Your instructions: Reproduce word for word the lines of the listing below, beginning with the line that contains "[locate] the concrete pillar" and continuing through the line that contains "x=1234, y=30", with both of those lines included.
* start The input *
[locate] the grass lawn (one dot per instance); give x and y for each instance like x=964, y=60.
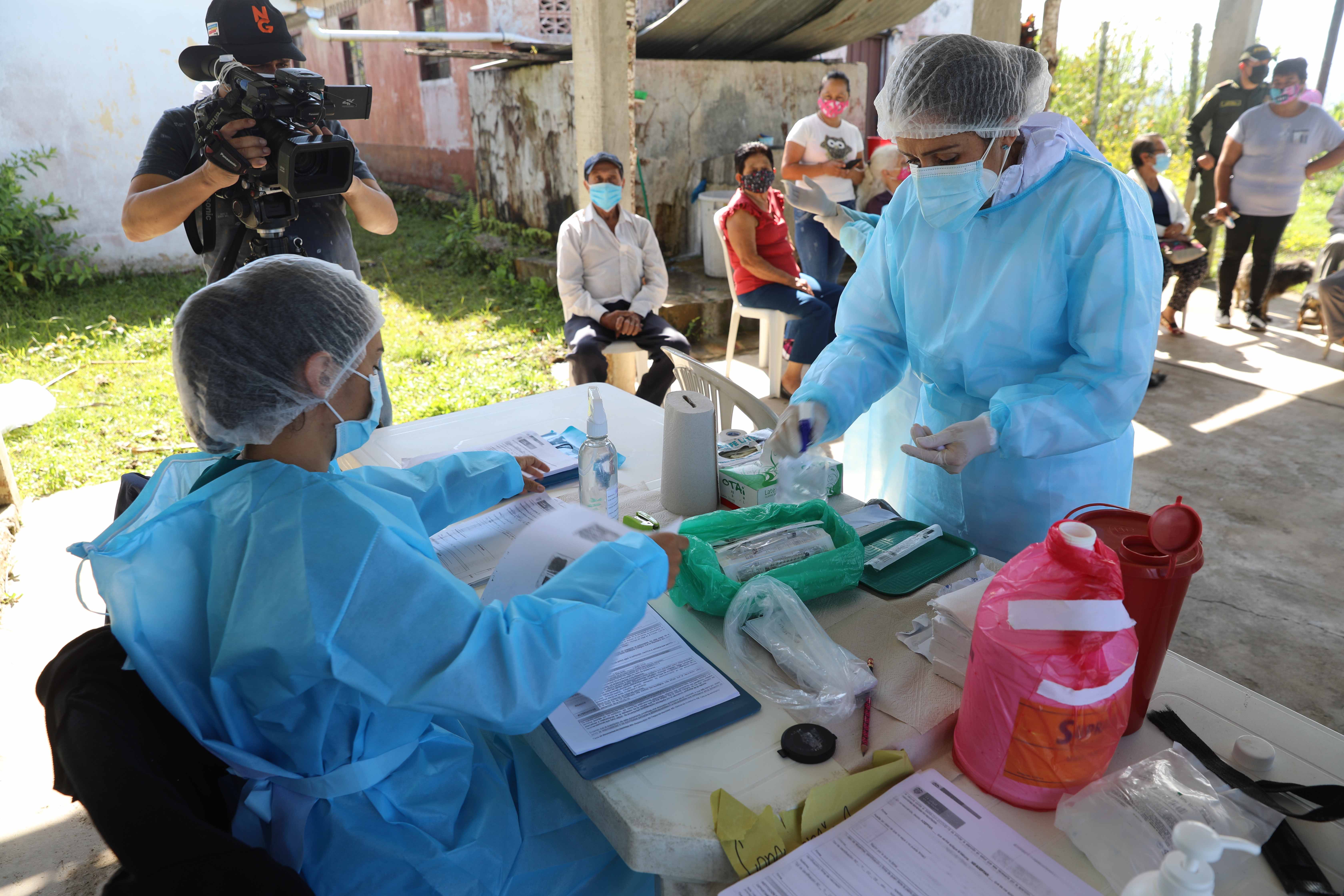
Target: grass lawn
x=459, y=335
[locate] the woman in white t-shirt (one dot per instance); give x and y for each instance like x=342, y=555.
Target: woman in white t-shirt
x=830, y=151
x=1267, y=158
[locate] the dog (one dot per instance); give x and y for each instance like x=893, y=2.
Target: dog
x=1280, y=281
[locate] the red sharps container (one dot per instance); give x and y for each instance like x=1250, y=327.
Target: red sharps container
x=1158, y=555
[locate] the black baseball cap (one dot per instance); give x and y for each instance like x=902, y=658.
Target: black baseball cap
x=252, y=31
x=603, y=156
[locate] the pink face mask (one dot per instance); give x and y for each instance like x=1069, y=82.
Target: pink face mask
x=833, y=108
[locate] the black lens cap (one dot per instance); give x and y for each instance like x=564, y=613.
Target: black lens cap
x=807, y=743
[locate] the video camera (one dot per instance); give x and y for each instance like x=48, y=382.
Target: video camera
x=288, y=107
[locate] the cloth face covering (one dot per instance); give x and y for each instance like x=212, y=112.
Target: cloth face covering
x=759, y=181
x=951, y=195
x=1285, y=95
x=833, y=108
x=353, y=434
x=605, y=197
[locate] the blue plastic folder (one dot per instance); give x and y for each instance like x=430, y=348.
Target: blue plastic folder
x=604, y=761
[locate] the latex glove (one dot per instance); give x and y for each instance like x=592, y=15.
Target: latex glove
x=956, y=447
x=834, y=222
x=811, y=198
x=800, y=425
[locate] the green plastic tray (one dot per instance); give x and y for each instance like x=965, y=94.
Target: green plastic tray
x=916, y=570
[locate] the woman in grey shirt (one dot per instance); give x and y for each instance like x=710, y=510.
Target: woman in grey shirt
x=1267, y=158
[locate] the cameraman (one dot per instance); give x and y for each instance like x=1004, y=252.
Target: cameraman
x=173, y=181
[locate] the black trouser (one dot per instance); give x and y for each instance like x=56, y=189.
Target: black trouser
x=588, y=338
x=1205, y=201
x=1265, y=230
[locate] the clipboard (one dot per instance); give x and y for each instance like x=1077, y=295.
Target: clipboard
x=623, y=754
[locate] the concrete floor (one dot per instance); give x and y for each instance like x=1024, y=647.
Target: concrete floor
x=1248, y=428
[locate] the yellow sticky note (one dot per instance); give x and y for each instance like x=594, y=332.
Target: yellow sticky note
x=751, y=841
x=830, y=804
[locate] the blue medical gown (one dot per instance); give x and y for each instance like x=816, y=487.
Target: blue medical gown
x=299, y=623
x=1044, y=312
x=874, y=467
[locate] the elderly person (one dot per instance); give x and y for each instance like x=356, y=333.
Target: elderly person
x=1150, y=156
x=1018, y=280
x=612, y=283
x=298, y=621
x=828, y=150
x=765, y=273
x=1267, y=156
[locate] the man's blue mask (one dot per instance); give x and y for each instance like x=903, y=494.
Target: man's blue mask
x=605, y=197
x=353, y=434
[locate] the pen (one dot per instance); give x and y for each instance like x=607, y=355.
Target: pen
x=867, y=714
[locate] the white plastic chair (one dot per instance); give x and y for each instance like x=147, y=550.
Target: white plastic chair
x=771, y=354
x=694, y=377
x=627, y=365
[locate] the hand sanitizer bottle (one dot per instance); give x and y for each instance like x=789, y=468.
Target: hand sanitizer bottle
x=597, y=463
x=1186, y=871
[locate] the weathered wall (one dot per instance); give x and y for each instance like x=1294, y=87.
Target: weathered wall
x=91, y=80
x=697, y=111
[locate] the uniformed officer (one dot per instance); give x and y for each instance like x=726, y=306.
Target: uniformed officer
x=1220, y=108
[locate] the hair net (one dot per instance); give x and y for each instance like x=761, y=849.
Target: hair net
x=958, y=83
x=240, y=343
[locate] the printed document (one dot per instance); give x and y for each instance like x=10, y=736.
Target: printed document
x=472, y=550
x=924, y=837
x=656, y=678
x=518, y=445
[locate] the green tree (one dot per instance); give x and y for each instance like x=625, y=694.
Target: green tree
x=1139, y=96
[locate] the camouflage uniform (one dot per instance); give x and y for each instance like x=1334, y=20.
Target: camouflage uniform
x=1220, y=108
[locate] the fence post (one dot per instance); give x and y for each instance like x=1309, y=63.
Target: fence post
x=1101, y=73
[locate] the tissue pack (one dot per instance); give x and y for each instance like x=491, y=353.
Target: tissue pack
x=749, y=486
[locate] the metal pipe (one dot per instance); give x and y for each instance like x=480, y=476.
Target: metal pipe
x=432, y=37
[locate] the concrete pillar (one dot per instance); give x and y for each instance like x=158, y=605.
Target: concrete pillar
x=604, y=88
x=998, y=21
x=1234, y=30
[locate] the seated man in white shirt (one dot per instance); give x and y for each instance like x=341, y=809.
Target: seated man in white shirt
x=612, y=283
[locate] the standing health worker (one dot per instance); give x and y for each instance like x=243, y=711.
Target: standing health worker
x=1030, y=322
x=820, y=147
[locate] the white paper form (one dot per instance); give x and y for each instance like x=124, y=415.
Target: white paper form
x=518, y=445
x=924, y=837
x=472, y=549
x=656, y=679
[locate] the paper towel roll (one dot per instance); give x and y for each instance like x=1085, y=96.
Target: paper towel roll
x=690, y=464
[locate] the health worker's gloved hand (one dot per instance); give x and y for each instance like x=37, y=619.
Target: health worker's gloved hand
x=956, y=447
x=800, y=426
x=811, y=198
x=834, y=224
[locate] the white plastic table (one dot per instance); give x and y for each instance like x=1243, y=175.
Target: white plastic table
x=658, y=813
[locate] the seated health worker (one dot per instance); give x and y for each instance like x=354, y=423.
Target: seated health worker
x=1022, y=295
x=765, y=272
x=298, y=623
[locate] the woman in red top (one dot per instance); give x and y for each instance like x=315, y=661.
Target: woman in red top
x=765, y=272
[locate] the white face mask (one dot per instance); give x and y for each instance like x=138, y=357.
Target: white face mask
x=353, y=434
x=951, y=195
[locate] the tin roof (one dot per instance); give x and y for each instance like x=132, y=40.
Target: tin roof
x=781, y=30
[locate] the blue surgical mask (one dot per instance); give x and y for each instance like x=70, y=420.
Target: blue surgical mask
x=605, y=197
x=354, y=434
x=951, y=195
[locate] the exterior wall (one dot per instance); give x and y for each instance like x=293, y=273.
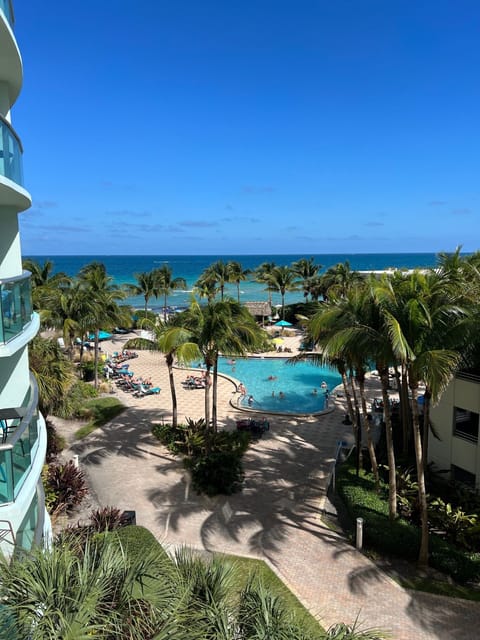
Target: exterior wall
x=23, y=441
x=450, y=449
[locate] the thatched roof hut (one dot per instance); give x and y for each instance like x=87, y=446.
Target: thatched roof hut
x=259, y=309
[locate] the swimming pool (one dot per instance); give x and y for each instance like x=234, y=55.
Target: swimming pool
x=267, y=378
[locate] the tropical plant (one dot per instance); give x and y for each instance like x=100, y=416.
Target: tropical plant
x=166, y=284
x=104, y=311
x=146, y=286
x=220, y=327
x=307, y=270
x=174, y=342
x=237, y=274
x=53, y=372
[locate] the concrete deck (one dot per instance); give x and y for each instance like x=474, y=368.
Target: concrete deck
x=276, y=517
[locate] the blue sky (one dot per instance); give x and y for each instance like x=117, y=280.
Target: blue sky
x=249, y=126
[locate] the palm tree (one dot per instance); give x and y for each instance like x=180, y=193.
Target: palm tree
x=262, y=275
x=237, y=274
x=146, y=286
x=282, y=279
x=53, y=372
x=220, y=327
x=104, y=296
x=99, y=592
x=166, y=284
x=46, y=286
x=175, y=342
x=219, y=273
x=307, y=270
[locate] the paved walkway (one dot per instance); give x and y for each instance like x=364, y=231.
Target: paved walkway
x=276, y=516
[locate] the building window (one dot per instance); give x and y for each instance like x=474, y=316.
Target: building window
x=462, y=476
x=465, y=424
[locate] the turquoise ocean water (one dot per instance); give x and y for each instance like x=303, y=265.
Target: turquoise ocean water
x=123, y=268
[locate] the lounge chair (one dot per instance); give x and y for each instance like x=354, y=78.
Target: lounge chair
x=148, y=392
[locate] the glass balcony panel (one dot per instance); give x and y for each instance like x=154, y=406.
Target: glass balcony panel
x=10, y=154
x=6, y=7
x=15, y=307
x=19, y=446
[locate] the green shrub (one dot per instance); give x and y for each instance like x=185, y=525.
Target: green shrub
x=398, y=538
x=66, y=486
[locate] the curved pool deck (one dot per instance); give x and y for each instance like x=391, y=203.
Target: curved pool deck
x=276, y=516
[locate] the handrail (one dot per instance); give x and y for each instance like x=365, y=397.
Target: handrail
x=463, y=375
x=12, y=131
x=30, y=409
x=25, y=274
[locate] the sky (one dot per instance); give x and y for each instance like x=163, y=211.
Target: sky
x=249, y=126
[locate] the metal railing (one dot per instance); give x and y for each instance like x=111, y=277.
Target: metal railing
x=6, y=7
x=17, y=451
x=15, y=306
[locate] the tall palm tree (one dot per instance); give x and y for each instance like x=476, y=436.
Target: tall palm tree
x=220, y=327
x=104, y=310
x=335, y=328
x=146, y=286
x=175, y=342
x=339, y=278
x=306, y=270
x=166, y=284
x=46, y=287
x=237, y=274
x=53, y=372
x=282, y=279
x=426, y=315
x=262, y=274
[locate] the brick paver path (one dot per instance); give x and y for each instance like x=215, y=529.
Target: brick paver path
x=276, y=517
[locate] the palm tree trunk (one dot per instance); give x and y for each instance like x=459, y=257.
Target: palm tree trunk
x=366, y=426
x=405, y=410
x=169, y=359
x=392, y=472
x=214, y=395
x=422, y=493
x=95, y=359
x=426, y=426
x=207, y=395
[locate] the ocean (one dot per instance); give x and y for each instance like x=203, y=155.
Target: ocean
x=123, y=268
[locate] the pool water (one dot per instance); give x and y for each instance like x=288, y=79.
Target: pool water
x=295, y=382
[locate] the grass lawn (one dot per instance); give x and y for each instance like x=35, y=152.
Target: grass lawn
x=249, y=566
x=99, y=411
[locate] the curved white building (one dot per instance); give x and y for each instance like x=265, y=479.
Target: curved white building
x=23, y=438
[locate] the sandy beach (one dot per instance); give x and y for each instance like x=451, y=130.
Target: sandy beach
x=278, y=515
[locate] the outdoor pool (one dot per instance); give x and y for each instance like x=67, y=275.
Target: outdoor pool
x=295, y=382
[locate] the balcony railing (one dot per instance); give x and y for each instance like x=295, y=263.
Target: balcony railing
x=15, y=306
x=10, y=153
x=6, y=7
x=20, y=442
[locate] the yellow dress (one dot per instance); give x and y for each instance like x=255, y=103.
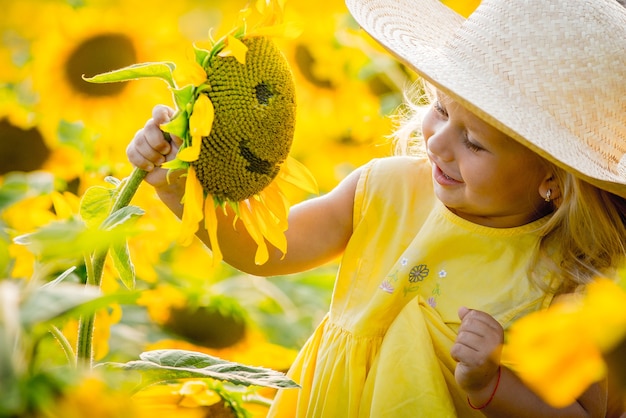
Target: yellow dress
x=383, y=350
* end The input *
Solved problem:
[locate] the concrete pillar (one dot per instance); give x and y for each instance like x=158, y=605.
Target: concrete pillar
x=604, y=88
x=998, y=21
x=1234, y=30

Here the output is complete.